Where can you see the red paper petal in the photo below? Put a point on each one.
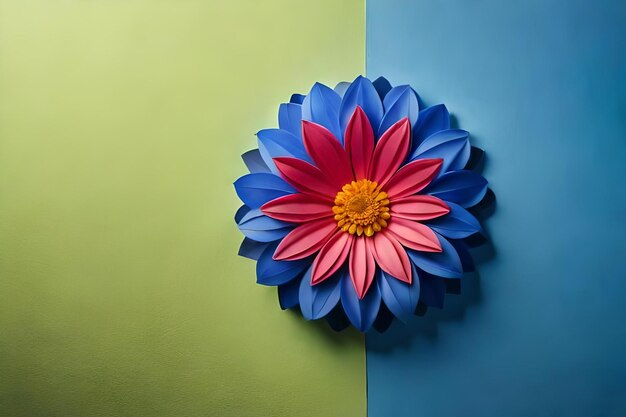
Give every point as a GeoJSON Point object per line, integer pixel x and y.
{"type": "Point", "coordinates": [305, 177]}
{"type": "Point", "coordinates": [362, 265]}
{"type": "Point", "coordinates": [359, 139]}
{"type": "Point", "coordinates": [390, 152]}
{"type": "Point", "coordinates": [414, 235]}
{"type": "Point", "coordinates": [305, 240]}
{"type": "Point", "coordinates": [297, 208]}
{"type": "Point", "coordinates": [332, 255]}
{"type": "Point", "coordinates": [419, 207]}
{"type": "Point", "coordinates": [413, 177]}
{"type": "Point", "coordinates": [391, 256]}
{"type": "Point", "coordinates": [327, 153]}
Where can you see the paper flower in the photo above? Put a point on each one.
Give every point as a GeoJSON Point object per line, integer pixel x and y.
{"type": "Point", "coordinates": [356, 206]}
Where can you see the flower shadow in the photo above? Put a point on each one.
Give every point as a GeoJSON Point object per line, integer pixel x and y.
{"type": "Point", "coordinates": [467, 294]}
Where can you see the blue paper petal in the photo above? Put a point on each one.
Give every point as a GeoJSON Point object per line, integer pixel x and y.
{"type": "Point", "coordinates": [457, 224]}
{"type": "Point", "coordinates": [257, 189]}
{"type": "Point", "coordinates": [242, 211]}
{"type": "Point", "coordinates": [476, 159]}
{"type": "Point", "coordinates": [316, 301]}
{"type": "Point", "coordinates": [278, 142]}
{"type": "Point", "coordinates": [251, 249]}
{"type": "Point", "coordinates": [288, 294]}
{"type": "Point", "coordinates": [290, 118]}
{"type": "Point", "coordinates": [361, 93]}
{"type": "Point", "coordinates": [254, 161]}
{"type": "Point", "coordinates": [297, 98]}
{"type": "Point", "coordinates": [321, 106]}
{"type": "Point", "coordinates": [257, 226]}
{"type": "Point", "coordinates": [399, 297]}
{"type": "Point", "coordinates": [431, 120]}
{"type": "Point", "coordinates": [451, 145]}
{"type": "Point", "coordinates": [466, 188]}
{"type": "Point", "coordinates": [400, 102]}
{"type": "Point", "coordinates": [446, 264]}
{"type": "Point", "coordinates": [341, 88]}
{"type": "Point", "coordinates": [361, 313]}
{"type": "Point", "coordinates": [432, 290]}
{"type": "Point", "coordinates": [271, 272]}
{"type": "Point", "coordinates": [464, 254]}
{"type": "Point", "coordinates": [382, 86]}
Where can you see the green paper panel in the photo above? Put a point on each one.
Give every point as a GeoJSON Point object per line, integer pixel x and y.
{"type": "Point", "coordinates": [121, 126]}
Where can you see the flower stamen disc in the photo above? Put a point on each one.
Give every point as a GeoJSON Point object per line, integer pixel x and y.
{"type": "Point", "coordinates": [361, 208]}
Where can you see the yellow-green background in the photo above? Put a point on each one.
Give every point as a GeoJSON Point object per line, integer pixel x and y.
{"type": "Point", "coordinates": [121, 126]}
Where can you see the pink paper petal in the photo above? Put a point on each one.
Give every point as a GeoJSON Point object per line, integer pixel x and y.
{"type": "Point", "coordinates": [390, 152]}
{"type": "Point", "coordinates": [297, 208]}
{"type": "Point", "coordinates": [332, 255]}
{"type": "Point", "coordinates": [391, 256]}
{"type": "Point", "coordinates": [305, 177]}
{"type": "Point", "coordinates": [305, 240]}
{"type": "Point", "coordinates": [362, 265]}
{"type": "Point", "coordinates": [419, 207]}
{"type": "Point", "coordinates": [414, 235]}
{"type": "Point", "coordinates": [359, 139]}
{"type": "Point", "coordinates": [327, 153]}
{"type": "Point", "coordinates": [413, 177]}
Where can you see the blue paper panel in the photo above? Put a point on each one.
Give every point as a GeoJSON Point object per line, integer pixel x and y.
{"type": "Point", "coordinates": [541, 87]}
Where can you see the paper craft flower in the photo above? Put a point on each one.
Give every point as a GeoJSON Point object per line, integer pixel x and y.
{"type": "Point", "coordinates": [356, 207]}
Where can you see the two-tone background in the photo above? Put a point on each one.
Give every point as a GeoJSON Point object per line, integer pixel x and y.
{"type": "Point", "coordinates": [121, 126]}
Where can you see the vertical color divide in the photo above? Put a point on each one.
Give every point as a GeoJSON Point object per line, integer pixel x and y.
{"type": "Point", "coordinates": [121, 129]}
{"type": "Point", "coordinates": [541, 86]}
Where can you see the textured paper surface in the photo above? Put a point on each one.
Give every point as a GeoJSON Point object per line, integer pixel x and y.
{"type": "Point", "coordinates": [121, 126]}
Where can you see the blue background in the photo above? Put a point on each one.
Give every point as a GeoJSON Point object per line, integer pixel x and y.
{"type": "Point", "coordinates": [541, 86]}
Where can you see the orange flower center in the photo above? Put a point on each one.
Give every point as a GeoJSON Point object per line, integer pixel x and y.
{"type": "Point", "coordinates": [361, 208]}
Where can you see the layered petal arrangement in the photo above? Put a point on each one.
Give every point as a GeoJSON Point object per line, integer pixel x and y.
{"type": "Point", "coordinates": [356, 207]}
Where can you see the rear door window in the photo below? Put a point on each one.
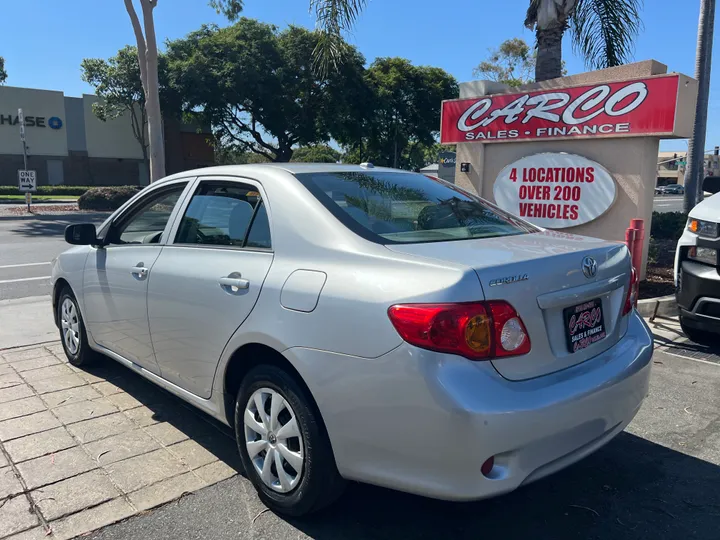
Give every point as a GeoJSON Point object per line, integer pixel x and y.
{"type": "Point", "coordinates": [394, 207]}
{"type": "Point", "coordinates": [225, 214]}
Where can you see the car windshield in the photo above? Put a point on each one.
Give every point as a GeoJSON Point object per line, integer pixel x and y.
{"type": "Point", "coordinates": [409, 208]}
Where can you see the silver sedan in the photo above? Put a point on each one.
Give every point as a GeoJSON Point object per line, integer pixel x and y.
{"type": "Point", "coordinates": [360, 323]}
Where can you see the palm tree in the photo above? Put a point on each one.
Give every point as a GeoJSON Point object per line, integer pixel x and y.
{"type": "Point", "coordinates": [603, 32]}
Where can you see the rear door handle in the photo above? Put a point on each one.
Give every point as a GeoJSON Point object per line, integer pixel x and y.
{"type": "Point", "coordinates": [139, 270]}
{"type": "Point", "coordinates": [234, 282]}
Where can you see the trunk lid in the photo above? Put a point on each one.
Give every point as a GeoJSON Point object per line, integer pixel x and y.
{"type": "Point", "coordinates": [541, 275]}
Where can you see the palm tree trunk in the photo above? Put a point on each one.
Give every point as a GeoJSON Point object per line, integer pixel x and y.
{"type": "Point", "coordinates": [695, 171]}
{"type": "Point", "coordinates": [549, 55]}
{"type": "Point", "coordinates": [152, 97]}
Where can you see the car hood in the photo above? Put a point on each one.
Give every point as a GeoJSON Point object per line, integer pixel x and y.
{"type": "Point", "coordinates": [707, 210]}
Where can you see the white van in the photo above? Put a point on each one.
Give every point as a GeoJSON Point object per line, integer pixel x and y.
{"type": "Point", "coordinates": [697, 269]}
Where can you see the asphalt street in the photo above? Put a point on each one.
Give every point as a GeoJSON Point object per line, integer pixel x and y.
{"type": "Point", "coordinates": [659, 479]}
{"type": "Point", "coordinates": [668, 203]}
{"type": "Point", "coordinates": [27, 246]}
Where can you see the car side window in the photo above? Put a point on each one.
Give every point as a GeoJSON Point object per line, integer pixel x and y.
{"type": "Point", "coordinates": [225, 214]}
{"type": "Point", "coordinates": [259, 235]}
{"type": "Point", "coordinates": [148, 220]}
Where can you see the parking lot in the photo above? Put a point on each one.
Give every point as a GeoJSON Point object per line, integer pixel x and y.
{"type": "Point", "coordinates": [657, 480]}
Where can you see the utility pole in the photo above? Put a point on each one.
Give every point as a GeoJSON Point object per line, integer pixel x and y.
{"type": "Point", "coordinates": [21, 120]}
{"type": "Point", "coordinates": [703, 64]}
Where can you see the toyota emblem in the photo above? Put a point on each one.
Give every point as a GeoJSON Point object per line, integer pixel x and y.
{"type": "Point", "coordinates": [589, 267]}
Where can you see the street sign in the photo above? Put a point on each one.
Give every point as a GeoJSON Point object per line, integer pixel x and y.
{"type": "Point", "coordinates": [27, 181]}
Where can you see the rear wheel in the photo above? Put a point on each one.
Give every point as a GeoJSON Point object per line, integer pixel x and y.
{"type": "Point", "coordinates": [72, 331]}
{"type": "Point", "coordinates": [283, 445]}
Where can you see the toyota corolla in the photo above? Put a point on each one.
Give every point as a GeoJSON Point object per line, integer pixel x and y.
{"type": "Point", "coordinates": [362, 323]}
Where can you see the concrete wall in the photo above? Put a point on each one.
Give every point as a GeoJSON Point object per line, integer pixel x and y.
{"type": "Point", "coordinates": [35, 103]}
{"type": "Point", "coordinates": [631, 161]}
{"type": "Point", "coordinates": [110, 139]}
{"type": "Point", "coordinates": [84, 150]}
{"type": "Point", "coordinates": [75, 124]}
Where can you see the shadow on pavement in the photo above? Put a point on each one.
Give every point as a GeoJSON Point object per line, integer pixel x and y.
{"type": "Point", "coordinates": [161, 406]}
{"type": "Point", "coordinates": [630, 489]}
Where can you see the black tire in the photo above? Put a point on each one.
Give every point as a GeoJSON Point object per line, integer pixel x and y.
{"type": "Point", "coordinates": [320, 483]}
{"type": "Point", "coordinates": [84, 355]}
{"type": "Point", "coordinates": [700, 337]}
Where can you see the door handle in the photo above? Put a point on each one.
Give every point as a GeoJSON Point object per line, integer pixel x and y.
{"type": "Point", "coordinates": [139, 270]}
{"type": "Point", "coordinates": [234, 282]}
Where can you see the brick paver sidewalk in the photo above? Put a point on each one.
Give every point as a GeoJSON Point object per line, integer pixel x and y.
{"type": "Point", "coordinates": [80, 449]}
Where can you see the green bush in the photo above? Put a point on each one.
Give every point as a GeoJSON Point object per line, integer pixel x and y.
{"type": "Point", "coordinates": [668, 225]}
{"type": "Point", "coordinates": [47, 190]}
{"type": "Point", "coordinates": [106, 198]}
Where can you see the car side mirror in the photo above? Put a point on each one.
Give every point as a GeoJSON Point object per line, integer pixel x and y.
{"type": "Point", "coordinates": [711, 184]}
{"type": "Point", "coordinates": [81, 234]}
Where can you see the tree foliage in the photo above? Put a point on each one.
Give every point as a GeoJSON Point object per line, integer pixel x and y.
{"type": "Point", "coordinates": [603, 32]}
{"type": "Point", "coordinates": [118, 84]}
{"type": "Point", "coordinates": [257, 87]}
{"type": "Point", "coordinates": [317, 153]}
{"type": "Point", "coordinates": [513, 63]}
{"type": "Point", "coordinates": [402, 119]}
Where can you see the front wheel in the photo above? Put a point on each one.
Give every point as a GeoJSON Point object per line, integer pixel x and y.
{"type": "Point", "coordinates": [72, 331]}
{"type": "Point", "coordinates": [700, 337]}
{"type": "Point", "coordinates": [283, 445]}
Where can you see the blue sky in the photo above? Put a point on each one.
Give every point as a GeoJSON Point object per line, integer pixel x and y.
{"type": "Point", "coordinates": [44, 41]}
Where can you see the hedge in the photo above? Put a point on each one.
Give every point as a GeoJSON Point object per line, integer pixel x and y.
{"type": "Point", "coordinates": [47, 190]}
{"type": "Point", "coordinates": [668, 225]}
{"type": "Point", "coordinates": [106, 198]}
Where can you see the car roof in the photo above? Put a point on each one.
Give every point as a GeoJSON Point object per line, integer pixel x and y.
{"type": "Point", "coordinates": [292, 168]}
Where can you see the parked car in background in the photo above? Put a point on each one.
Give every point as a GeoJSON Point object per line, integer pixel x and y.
{"type": "Point", "coordinates": [697, 269]}
{"type": "Point", "coordinates": [674, 189]}
{"type": "Point", "coordinates": [362, 323]}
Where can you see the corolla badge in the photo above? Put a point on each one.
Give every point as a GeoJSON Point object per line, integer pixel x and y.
{"type": "Point", "coordinates": [589, 267]}
{"type": "Point", "coordinates": [508, 279]}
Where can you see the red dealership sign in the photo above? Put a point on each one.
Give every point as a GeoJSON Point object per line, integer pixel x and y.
{"type": "Point", "coordinates": [621, 109]}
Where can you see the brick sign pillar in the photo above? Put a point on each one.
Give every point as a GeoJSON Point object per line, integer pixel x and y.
{"type": "Point", "coordinates": [577, 154]}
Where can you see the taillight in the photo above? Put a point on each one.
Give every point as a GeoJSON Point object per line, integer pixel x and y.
{"type": "Point", "coordinates": [631, 298]}
{"type": "Point", "coordinates": [477, 330]}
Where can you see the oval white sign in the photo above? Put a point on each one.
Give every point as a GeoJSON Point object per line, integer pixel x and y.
{"type": "Point", "coordinates": [555, 190]}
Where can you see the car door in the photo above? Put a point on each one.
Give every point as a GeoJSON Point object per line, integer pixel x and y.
{"type": "Point", "coordinates": [207, 279]}
{"type": "Point", "coordinates": [116, 275]}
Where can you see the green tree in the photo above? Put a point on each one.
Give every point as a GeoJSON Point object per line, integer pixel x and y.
{"type": "Point", "coordinates": [258, 89]}
{"type": "Point", "coordinates": [317, 153]}
{"type": "Point", "coordinates": [403, 119]}
{"type": "Point", "coordinates": [603, 32]}
{"type": "Point", "coordinates": [334, 17]}
{"type": "Point", "coordinates": [118, 84]}
{"type": "Point", "coordinates": [513, 63]}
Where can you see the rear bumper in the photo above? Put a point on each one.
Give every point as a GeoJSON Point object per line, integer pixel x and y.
{"type": "Point", "coordinates": [424, 422]}
{"type": "Point", "coordinates": [698, 296]}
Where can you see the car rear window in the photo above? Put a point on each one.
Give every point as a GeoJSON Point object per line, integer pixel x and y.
{"type": "Point", "coordinates": [408, 208]}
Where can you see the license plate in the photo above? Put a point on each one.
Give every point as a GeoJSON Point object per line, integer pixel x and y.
{"type": "Point", "coordinates": [584, 325]}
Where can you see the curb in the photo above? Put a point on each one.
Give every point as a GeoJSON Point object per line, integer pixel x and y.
{"type": "Point", "coordinates": [86, 214]}
{"type": "Point", "coordinates": [664, 306]}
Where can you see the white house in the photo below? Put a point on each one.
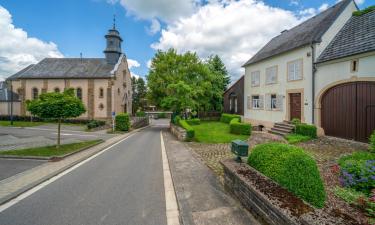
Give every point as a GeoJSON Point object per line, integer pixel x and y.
{"type": "Point", "coordinates": [309, 71]}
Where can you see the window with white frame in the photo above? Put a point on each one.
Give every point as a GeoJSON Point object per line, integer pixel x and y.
{"type": "Point", "coordinates": [255, 78]}
{"type": "Point", "coordinates": [271, 75]}
{"type": "Point", "coordinates": [295, 70]}
{"type": "Point", "coordinates": [256, 102]}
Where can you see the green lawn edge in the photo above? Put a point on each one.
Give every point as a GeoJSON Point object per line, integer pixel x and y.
{"type": "Point", "coordinates": [52, 151]}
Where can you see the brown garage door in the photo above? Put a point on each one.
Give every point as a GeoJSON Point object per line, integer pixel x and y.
{"type": "Point", "coordinates": [348, 111]}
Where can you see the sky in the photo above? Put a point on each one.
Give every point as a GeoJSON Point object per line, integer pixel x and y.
{"type": "Point", "coordinates": [233, 29]}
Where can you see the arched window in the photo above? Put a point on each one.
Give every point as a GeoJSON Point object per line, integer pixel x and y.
{"type": "Point", "coordinates": [101, 93]}
{"type": "Point", "coordinates": [35, 93]}
{"type": "Point", "coordinates": [79, 93]}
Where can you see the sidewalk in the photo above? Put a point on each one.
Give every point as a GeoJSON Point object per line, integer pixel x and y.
{"type": "Point", "coordinates": [201, 198]}
{"type": "Point", "coordinates": [16, 185]}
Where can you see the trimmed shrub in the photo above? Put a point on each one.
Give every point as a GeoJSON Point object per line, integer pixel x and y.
{"type": "Point", "coordinates": [192, 122]}
{"type": "Point", "coordinates": [239, 128]}
{"type": "Point", "coordinates": [94, 124]}
{"type": "Point", "coordinates": [140, 114]}
{"type": "Point", "coordinates": [306, 130]}
{"type": "Point", "coordinates": [122, 122]}
{"type": "Point", "coordinates": [189, 130]}
{"type": "Point", "coordinates": [226, 118]}
{"type": "Point", "coordinates": [372, 142]}
{"type": "Point", "coordinates": [292, 168]}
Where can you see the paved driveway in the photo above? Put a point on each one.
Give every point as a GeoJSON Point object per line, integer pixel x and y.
{"type": "Point", "coordinates": [17, 138]}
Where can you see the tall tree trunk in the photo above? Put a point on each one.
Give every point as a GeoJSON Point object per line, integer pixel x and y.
{"type": "Point", "coordinates": [58, 133]}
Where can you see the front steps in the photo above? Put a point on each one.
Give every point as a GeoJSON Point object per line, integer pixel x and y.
{"type": "Point", "coordinates": [283, 128]}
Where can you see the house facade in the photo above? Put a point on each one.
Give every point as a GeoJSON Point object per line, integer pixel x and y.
{"type": "Point", "coordinates": [287, 78]}
{"type": "Point", "coordinates": [233, 96]}
{"type": "Point", "coordinates": [103, 84]}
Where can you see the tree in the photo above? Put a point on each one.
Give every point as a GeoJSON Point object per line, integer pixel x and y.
{"type": "Point", "coordinates": [57, 106]}
{"type": "Point", "coordinates": [220, 83]}
{"type": "Point", "coordinates": [179, 81]}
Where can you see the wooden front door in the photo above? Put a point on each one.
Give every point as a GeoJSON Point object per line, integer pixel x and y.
{"type": "Point", "coordinates": [295, 106]}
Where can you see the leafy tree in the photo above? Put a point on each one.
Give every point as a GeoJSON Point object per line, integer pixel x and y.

# Job
Retype everything from the line containing "Where can you see the leafy" down to the end of the records, character for character.

# Written response
Where can you see the leafy tree in the photo above? Put a point on each one.
Give every point as a GeoJSON Point object per line, integer pixel x and y.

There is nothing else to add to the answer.